→ WHAT IS EXPECTED
Copy out the material with each "heavily occluded" changed to "partly hidden", leaving the pictures out and keeping all else unchanged.

→ SUPPLIED MATERIAL
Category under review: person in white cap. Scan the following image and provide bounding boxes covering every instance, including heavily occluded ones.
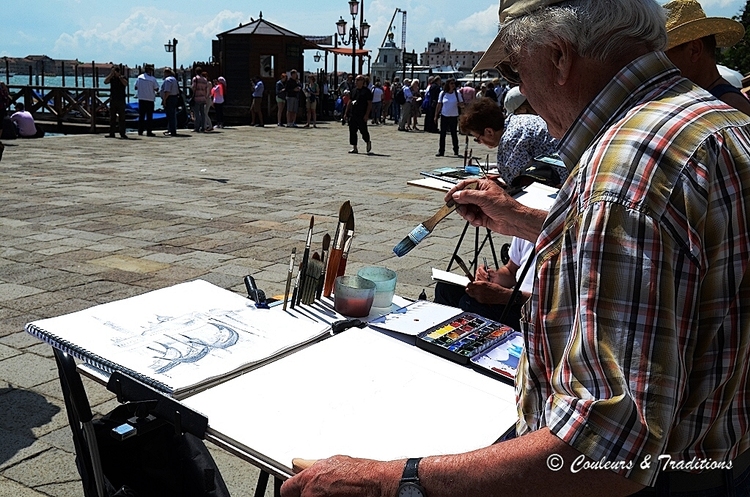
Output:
[281,0,750,497]
[664,0,750,115]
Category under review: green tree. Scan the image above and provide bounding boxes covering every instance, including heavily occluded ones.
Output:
[717,0,750,74]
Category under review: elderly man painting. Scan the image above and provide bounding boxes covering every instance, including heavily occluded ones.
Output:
[282,0,750,497]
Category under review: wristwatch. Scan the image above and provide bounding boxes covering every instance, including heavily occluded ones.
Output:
[396,457,427,497]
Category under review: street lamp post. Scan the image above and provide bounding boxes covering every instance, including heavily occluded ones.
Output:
[336,0,370,77]
[164,38,177,74]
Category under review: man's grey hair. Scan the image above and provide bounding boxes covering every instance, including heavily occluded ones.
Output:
[500,0,667,62]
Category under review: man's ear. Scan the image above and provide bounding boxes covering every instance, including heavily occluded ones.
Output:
[550,39,578,86]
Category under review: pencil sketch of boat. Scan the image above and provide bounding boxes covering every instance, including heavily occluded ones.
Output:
[147,320,240,373]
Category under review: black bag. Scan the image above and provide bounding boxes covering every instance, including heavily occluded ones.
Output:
[84,405,229,497]
[393,88,406,105]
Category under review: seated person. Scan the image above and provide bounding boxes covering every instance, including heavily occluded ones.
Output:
[10,102,44,138]
[459,93,568,185]
[435,238,534,330]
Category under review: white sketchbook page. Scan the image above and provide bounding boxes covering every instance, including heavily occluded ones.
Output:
[370,300,463,336]
[27,280,335,395]
[183,328,517,475]
[513,182,560,211]
[432,268,469,287]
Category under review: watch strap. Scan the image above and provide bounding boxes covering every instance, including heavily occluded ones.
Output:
[401,457,422,483]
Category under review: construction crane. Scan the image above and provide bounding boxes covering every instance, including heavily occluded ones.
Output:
[380,8,406,51]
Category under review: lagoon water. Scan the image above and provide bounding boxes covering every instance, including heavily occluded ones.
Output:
[0,71,149,96]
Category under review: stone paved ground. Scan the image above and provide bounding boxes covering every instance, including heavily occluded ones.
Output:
[0,123,503,497]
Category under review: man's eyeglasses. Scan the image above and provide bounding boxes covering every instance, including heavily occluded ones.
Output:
[497,60,521,85]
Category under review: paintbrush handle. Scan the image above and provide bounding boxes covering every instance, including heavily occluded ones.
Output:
[422,200,457,232]
[292,458,318,474]
[336,254,347,276]
[323,248,343,297]
[422,183,477,233]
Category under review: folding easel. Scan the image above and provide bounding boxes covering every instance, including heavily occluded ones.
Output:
[446,221,500,272]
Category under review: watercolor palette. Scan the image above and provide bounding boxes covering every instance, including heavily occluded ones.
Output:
[417,312,517,364]
[471,331,523,381]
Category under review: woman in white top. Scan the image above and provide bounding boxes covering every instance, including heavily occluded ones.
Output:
[435,78,463,157]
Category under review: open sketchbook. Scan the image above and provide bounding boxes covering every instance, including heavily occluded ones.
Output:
[26,280,340,399]
[184,326,518,477]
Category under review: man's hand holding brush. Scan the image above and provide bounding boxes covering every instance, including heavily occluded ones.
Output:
[445,178,547,242]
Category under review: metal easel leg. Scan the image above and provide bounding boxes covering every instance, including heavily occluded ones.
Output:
[273,478,284,497]
[482,228,500,269]
[445,221,469,271]
[254,470,269,497]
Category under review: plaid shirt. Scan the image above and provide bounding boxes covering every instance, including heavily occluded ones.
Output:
[516,52,750,485]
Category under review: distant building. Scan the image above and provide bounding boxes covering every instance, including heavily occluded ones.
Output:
[420,38,484,72]
[370,32,403,82]
[212,13,323,123]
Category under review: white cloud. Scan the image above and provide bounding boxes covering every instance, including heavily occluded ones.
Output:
[54,8,249,65]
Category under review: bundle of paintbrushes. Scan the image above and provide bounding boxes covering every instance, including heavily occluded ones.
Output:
[323,200,354,297]
[393,183,477,257]
[284,200,354,310]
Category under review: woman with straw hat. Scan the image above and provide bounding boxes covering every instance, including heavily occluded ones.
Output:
[664,0,750,115]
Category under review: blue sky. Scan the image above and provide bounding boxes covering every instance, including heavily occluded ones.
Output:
[0,0,745,70]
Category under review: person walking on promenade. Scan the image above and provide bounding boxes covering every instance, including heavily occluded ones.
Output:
[370,81,383,125]
[190,66,208,133]
[305,74,320,128]
[201,71,214,131]
[380,79,393,124]
[396,79,414,131]
[422,76,445,133]
[391,77,404,127]
[161,67,180,136]
[104,65,128,138]
[211,79,224,128]
[286,69,302,128]
[434,78,463,157]
[344,74,372,154]
[281,0,750,497]
[458,81,477,106]
[250,76,266,128]
[135,64,159,136]
[276,72,287,126]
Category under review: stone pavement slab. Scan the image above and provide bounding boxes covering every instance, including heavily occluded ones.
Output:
[0,118,506,497]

→ RESULT
Category under review: person in white cap. Scan the following image and provide bounding boxes covering every instance, including partly hidden ones.
Output:
[281,0,750,497]
[664,0,750,115]
Category under review: green tree. Scan the image above and provide bounding boxes covering every instance, including partly hidden ones.
Output:
[717,0,750,74]
Category under review: elderly man painting. Scan the image above and provide bounding boxes covering every instance, including partly hidden ones.
Output:
[282,0,750,497]
Category under review: wristwatch. Scan the image above and provide bounding boxes covering every instance, including partly hidden ones.
Output:
[396,457,427,497]
Category under review: street lamp post. Scan the image above and provide bounding boxes covering every instance, including partly hidden ones.
Output:
[336,0,370,77]
[164,38,177,74]
Category under review: man's grey hair. Scan the image above and provide bounding boxes covering every instance, including partly hidden ones.
Output:
[500,0,667,62]
Category under review: man's ear. Scan the image above and provide bounding boxes covering every instance, including partly hidden ones.
Output:
[550,39,578,86]
Category under review: pencil sketch of boat. Scan the image above and provide bounding boxes covering every instance, including partly hidden ones.
Output:
[147,320,240,373]
Category under review: black bag. Scan the image above and provide bounding boxes covering every instance, including partly hidden ones.
Output:
[84,405,229,497]
[393,88,406,105]
Category under review: seated person. Scan the image above and provide bounding boxes covering every instance, including partly hidden ones.
Output:
[10,102,44,138]
[459,93,568,185]
[435,238,534,330]
Category under review: white sketchbook page. Scan the image above and provide bounding boxes covering every instance, including partly hidden ones.
Output:
[370,300,463,336]
[27,280,335,395]
[183,328,517,475]
[513,182,560,211]
[432,268,469,287]
Category under review: watch strap. Scan the image above and provide bounding boxes covering every instance, including partly hidden ones.
Output:
[401,457,422,483]
Category under review: construction crane. Scan the image above and provide bounding boxes covering every instance, including partly hidden ones.
Output:
[380,8,406,51]
Category under review: lagoon water. Scan the image above and provide bounding boxes covering every instance, including partly hidden ones.
Output:
[0,71,149,96]
Category under review: stone paved ground. Scan the image above and provide bounding boxes covering every instance, including partly hidden ones.
Output:
[0,123,503,497]
Category under review: man's eyeglasses. Scan the image above and provide bounding boxes covering every instance, including partly hidden ones.
Output:
[497,60,521,85]
Category under review: paintbrush handle. Scan the image above and provide bounding boxes covering every instance, including partly hidden ones.
Output:
[422,200,457,232]
[292,458,318,474]
[336,254,347,276]
[323,248,343,297]
[422,183,477,233]
Category under review: folding easel. Scan the image above and provide bounding boxes covering every instance, including partly hidden ones.
Output:
[446,221,500,272]
Category under review: watercolor palette. Scan the image above and provide bounding boxes covering every instance, including partly hidden ones.
Output:
[417,312,517,364]
[471,331,523,381]
Category under review: woman in white top. Scan the image above and provide bounding boxes covering every instance, including partly hidden ones.
Output:
[435,78,463,157]
Category under review: open sketchbook. Scan the image above and provide bounding boxes covering every instance, including partly hidden ones.
Output:
[26,280,340,399]
[184,326,518,477]
Category under review: man's hand holding brush. Scan the image above and provide bounding boxes covering every instance, including partly hidden ones.
Output:
[445,178,547,242]
Category under review: metal easel leg. Scan the image above and provide bounding boxes covering every instance, including partly hidden ones.
Output:
[273,478,284,497]
[482,228,500,269]
[445,221,469,271]
[254,470,269,497]
Category under review: plaid shirt. Scan the image above and provide bounding boxes covering every instance, including partly hidden ones.
Output:
[516,52,750,485]
Category under review: distant building. Scan the image above and provide bounding boxes covering every instance, including partly hidden ones.
Output:
[420,38,484,72]
[370,32,403,82]
[212,13,323,123]
Category under review: white cloud. Scan the image above and provide bounding boxes covering every instance, including partly hidden ones.
Output:
[54,8,249,65]
Category under review: bundle of paintbrushes. Scan the image above and provide bounding boxes covering every instance, including partly hidden ones.
Output:
[323,200,354,297]
[393,183,477,257]
[284,200,354,310]
Category under review: woman with straw hat. Scan the image above and provide bounding boxes covering every instance, including partly hidden ones.
Output:
[664,0,750,115]
Category under review: blue sky. Scan the image above and provide bounding boxes covering every instance, including partly hidden ones.
Output:
[0,0,745,70]
Category under review: person walking on promenade. Scan the image above and provide bounding boxes covering every instance, including partly hidden ones.
Output:
[370,81,383,125]
[190,66,208,133]
[305,74,320,128]
[201,71,214,131]
[380,79,393,124]
[396,79,414,131]
[422,76,445,133]
[391,77,404,127]
[161,67,180,136]
[104,65,128,138]
[211,79,224,128]
[286,69,302,128]
[434,78,463,157]
[344,74,372,154]
[281,0,750,497]
[458,81,477,106]
[250,76,266,128]
[135,64,159,136]
[276,72,287,126]
Category under review: stone pavement slab. Scan the image above and provide bounding boxes covering every instance, including partly hidden ones.
Output:
[0,118,506,497]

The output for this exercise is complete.